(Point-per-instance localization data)
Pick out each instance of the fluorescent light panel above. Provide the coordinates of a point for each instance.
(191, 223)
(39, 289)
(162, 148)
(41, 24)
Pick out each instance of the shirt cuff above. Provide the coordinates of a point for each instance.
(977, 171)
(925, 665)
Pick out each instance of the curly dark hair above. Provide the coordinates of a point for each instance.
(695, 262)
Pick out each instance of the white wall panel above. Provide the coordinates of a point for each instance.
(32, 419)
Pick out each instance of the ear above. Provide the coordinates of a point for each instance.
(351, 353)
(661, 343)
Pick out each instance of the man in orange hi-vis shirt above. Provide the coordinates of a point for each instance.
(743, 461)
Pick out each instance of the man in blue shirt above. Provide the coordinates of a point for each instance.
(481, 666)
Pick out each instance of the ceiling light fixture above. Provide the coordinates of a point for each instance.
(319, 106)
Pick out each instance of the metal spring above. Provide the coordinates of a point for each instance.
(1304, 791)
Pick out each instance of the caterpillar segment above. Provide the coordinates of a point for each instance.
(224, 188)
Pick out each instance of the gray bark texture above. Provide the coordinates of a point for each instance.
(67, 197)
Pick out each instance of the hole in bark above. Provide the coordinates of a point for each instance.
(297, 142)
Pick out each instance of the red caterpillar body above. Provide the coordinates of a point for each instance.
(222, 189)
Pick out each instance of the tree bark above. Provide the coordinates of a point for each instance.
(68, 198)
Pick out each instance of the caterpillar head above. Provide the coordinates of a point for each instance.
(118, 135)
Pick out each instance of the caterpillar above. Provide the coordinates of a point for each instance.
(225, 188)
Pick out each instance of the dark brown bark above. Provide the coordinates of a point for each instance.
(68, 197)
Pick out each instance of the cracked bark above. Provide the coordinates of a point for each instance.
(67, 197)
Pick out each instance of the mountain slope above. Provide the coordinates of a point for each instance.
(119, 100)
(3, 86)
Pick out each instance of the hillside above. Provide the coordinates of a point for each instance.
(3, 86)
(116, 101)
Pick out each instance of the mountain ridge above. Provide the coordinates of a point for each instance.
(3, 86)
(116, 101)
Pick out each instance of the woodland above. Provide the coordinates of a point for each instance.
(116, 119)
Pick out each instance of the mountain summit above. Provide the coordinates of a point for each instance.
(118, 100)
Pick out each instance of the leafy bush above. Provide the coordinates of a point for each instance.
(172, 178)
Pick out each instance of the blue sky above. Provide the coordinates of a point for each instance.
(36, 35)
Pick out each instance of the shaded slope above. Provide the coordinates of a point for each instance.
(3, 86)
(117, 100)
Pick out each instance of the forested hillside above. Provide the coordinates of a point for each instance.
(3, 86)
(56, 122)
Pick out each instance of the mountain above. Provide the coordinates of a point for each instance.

Exercise description -
The data above needs retyping. Reproduce each line exactly.

Task result -
Pick out each instance of the fluorescent light panel above. Provide the coordinates of a point for each instance.
(191, 223)
(39, 289)
(162, 148)
(41, 24)
Pick out each instance of the shirt cuff above. Provide the coordinates of a point for each instance.
(977, 171)
(925, 665)
Pick out each instance of the curly dark hair above. Provide the coordinates of a point for each instance.
(695, 262)
Pick out each instance of the white wall panel above. Provide the coordinates of a point for each instance.
(32, 419)
Pick out each instance of the ear above. Provide the coordinates of a point for each instance.
(351, 353)
(661, 343)
Pick out each instance of the man in orange hi-vis shirt above. Provide the coordinates of a point for each instance.
(743, 461)
Pick out each instance of the man in blue shirt above. Provide the coordinates of a point for each instance.
(481, 666)
Pick out each instance of the ceiling light fixture above. Provide the coordinates of a point for each instance.
(319, 106)
Pick out each instance of the metal spring above. Provide the coordinates of a point for each instance.
(1304, 791)
Pick out each instance of the caterpillar segment above. Provide the coordinates of a point for each instance.
(224, 188)
Pick out each instance of the gray bark texture above. Provide the coordinates of a point for each instance.
(67, 197)
Pick out each instance of the hole in bark above. Provide the coordinates of a point for each instance.
(297, 142)
Pick out each instance of the red caterpillar body above. Provide the coordinates of a point for each instance.
(222, 189)
Pick out each instance of the tree bark above. Provide the coordinates of a point for each instance.
(68, 198)
Pick out each instance of the caterpillar head above. Provide the coordinates of a point for each instance.
(118, 135)
Pick out each instance of the caterpillar above. Provide the coordinates of a point for each instance.
(225, 188)
Pick out each instance of the dark brown bark above. Provide the coordinates of a point for each instance.
(68, 197)
Pick out each instance of the cracked bark above. Provide the coordinates of a point for each instance.
(67, 197)
Pick out each instance of the mountain slope above. Provide the coordinates of a point for each instance.
(119, 100)
(3, 86)
Pick out each instance of the hillside above. Provide the coordinates of a point for each instance.
(3, 86)
(116, 101)
Pick out each instance of the mountain ridge above. Provide the coordinates of a point for each instance.
(3, 86)
(116, 101)
Pick out each instance of the woodland above. Provide the coordinates of a point for each instance.
(116, 119)
Pick out each instance of the mountain summit above. Provide the coordinates of a point for each instance.
(118, 100)
Pick out each instance of the leafy bush above. Provide the coordinates of a point for each instance.
(172, 178)
Pick out each instance of the blue sky above. Provide the coordinates of a point for each instance.
(36, 35)
Pick out each instance of the shaded slope above. Provide the coordinates of a point for each instance.
(3, 86)
(117, 100)
Pick out each instance of the forested hillside above. Provide the coordinates of a point for each instance.
(3, 86)
(56, 122)
Pick out each instance of the mountain above. Provide the coordinates of a point for each instance.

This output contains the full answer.